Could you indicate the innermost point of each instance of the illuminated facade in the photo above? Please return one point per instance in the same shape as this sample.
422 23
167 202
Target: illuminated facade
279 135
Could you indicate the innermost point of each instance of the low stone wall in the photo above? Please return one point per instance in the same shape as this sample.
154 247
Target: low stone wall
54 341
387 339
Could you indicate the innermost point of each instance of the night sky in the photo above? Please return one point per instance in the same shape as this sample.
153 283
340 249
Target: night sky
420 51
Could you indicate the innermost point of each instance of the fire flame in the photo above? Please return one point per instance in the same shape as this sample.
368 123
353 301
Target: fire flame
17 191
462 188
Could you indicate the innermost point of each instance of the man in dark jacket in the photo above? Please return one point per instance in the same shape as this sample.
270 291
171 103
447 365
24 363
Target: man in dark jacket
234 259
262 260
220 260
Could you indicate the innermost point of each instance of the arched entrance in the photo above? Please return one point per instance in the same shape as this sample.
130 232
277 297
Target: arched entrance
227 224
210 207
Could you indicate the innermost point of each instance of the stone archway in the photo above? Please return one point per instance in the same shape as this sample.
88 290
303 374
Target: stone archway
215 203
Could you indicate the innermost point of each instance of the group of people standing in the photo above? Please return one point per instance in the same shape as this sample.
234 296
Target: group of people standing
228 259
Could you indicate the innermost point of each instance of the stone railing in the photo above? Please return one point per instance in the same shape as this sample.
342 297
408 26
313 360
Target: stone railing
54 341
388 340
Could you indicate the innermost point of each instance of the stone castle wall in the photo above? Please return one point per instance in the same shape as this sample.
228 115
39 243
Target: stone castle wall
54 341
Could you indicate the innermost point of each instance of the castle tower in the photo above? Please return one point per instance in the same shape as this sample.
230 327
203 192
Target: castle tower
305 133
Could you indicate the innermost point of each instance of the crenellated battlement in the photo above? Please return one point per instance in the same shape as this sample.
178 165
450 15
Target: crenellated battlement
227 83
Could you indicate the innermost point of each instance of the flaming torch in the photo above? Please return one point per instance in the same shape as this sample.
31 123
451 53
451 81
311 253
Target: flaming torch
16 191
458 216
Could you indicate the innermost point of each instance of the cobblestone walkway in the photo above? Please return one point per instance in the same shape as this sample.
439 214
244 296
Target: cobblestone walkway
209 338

◆ **What the task requires**: Hand back the whole listing, exactly as it is.

◆ **Exercise answer**:
Could you indicate the innermost point of each instance of the illuminated facade in the photo above? Please return one point per instance in the same shape as this sample.
422 23
167 202
Target: illuminated facade
279 135
Could you indicate the innermost point of each instance of the low stone wall in the photo above? Please return one point per instance in the same shape as this sample.
154 247
Target: low stone wall
54 341
387 339
Could you indicate the innermost point of each instance of the night sky in the photo above? Please return one point per instance in the same shape as this sample.
153 283
340 249
Target: night sky
420 51
Could you indicate the innermost point of each instance of the fire flame in the photo above? Please return one point per instance in the same shape as this sample.
368 123
353 301
Target: fire flame
17 191
462 188
Could you indicate the innermost point of each instance of the man in dark jacket in the photo above? Please return one point per instance in the same shape as this sample.
270 291
171 103
447 365
24 363
Target: man in dark jacket
234 259
262 260
220 260
Could you indicate the innermost point of each instance of the arched entrance in the photo above? Please return one point per instance in the same shape as this sample.
130 232
277 297
Target: arched entrance
227 224
210 207
Could you indicate the innermost point of each instance of the stone archway in the photo above? Please return one point per instance in the same shape as this sample.
88 290
303 374
Target: stone archway
215 203
Could you indicate the innermost point of each instance of the group of people standing in the photo above? Please return one point per instance in the same shape as this sample.
234 296
Target: group of people standing
228 259
Could you indicate the innermost point of each instance of the stone railing in the photo above? Please return one point per instance in the same shape as this sample.
342 297
408 26
313 360
Target: stone railing
54 341
388 340
Could you indicate the innermost point of each instance of the stone castle wall in the photo above? Please return one point per instance in the same shape as this sample.
228 115
39 243
Target: stone castle wall
54 341
Could you indicate the innermost point of each instance of the castle tower in the photo above? Please return one point per instance in the same shape as this sample.
230 327
203 192
Target: castle tower
305 133
Could you indicate the innermost point of each instance of the crenellated battlement in the photo above? Please return one point per instance in the same shape as this sample.
178 165
450 15
Target: crenellated battlement
227 83
Could you indicate the innermost point of each instance of the flaming torch in the photo above? Please return one point per instance in the same shape as this sample.
31 123
451 53
451 81
311 253
Target: flaming torch
16 191
458 216
Could you indicate the innermost point of each instance of the cobblestone walkway in the photo above? Please return one point per instance in the same shape as this sample.
439 214
244 296
Target: cobblestone walkway
209 338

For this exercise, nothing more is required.